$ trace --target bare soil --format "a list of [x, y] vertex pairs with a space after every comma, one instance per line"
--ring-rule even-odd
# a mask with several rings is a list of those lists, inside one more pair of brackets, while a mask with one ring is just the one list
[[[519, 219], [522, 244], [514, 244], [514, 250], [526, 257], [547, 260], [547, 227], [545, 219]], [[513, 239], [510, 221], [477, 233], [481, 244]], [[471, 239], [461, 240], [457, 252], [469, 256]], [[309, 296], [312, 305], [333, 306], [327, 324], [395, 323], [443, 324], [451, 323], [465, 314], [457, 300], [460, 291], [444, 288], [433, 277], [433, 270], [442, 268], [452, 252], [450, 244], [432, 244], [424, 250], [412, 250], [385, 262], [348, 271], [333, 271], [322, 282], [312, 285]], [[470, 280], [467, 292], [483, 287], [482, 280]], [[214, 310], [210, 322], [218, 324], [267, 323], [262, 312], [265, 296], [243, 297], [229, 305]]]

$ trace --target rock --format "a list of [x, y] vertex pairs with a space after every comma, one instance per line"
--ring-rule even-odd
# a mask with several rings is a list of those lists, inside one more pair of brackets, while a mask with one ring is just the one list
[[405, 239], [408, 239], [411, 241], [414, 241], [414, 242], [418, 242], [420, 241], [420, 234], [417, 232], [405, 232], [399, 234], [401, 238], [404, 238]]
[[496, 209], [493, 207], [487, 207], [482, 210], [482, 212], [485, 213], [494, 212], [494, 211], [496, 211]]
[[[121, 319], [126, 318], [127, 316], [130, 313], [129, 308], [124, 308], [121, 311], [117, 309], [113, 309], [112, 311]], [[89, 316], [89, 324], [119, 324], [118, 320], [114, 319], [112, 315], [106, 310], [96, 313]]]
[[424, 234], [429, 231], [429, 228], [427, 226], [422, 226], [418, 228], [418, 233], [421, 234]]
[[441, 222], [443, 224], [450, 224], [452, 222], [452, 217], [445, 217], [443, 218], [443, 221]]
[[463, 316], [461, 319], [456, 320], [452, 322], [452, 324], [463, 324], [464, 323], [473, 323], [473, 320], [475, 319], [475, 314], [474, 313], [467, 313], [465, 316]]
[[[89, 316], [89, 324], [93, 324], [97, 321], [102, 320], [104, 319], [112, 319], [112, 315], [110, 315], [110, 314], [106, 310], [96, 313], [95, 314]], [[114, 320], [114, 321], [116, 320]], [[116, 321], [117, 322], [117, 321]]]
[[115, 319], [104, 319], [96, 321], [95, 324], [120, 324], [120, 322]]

════════════════

▶ **YOUR TASK**:
Update the stretch from the start of the records through the line containing "297], [229, 305]]]" by changing "bare soil" to "exposed soil" and leaving everything else as it is. Give back only that stretch.

▶ **COMPLETE OUTPUT**:
$ trace --target exposed soil --format "a list of [x, y] vertex pairs with a space after every comma, one instance per line"
--ring-rule even-odd
# a mask with several rings is a list of those lists, inside one more pair of brackets, while a mask with one ring is just the one list
[[[519, 219], [522, 244], [514, 244], [514, 250], [526, 257], [547, 260], [547, 227], [545, 219]], [[513, 239], [510, 221], [477, 233], [481, 244]], [[471, 239], [461, 240], [457, 252], [469, 256]], [[309, 296], [312, 305], [333, 306], [327, 324], [395, 323], [443, 324], [451, 323], [465, 314], [457, 300], [460, 291], [444, 288], [433, 277], [433, 270], [442, 268], [452, 252], [450, 244], [432, 244], [424, 250], [412, 250], [385, 262], [348, 271], [333, 271], [322, 282], [312, 285]], [[470, 280], [467, 292], [483, 287], [482, 280]], [[214, 310], [210, 322], [218, 324], [267, 323], [262, 312], [265, 296], [243, 297], [229, 305]]]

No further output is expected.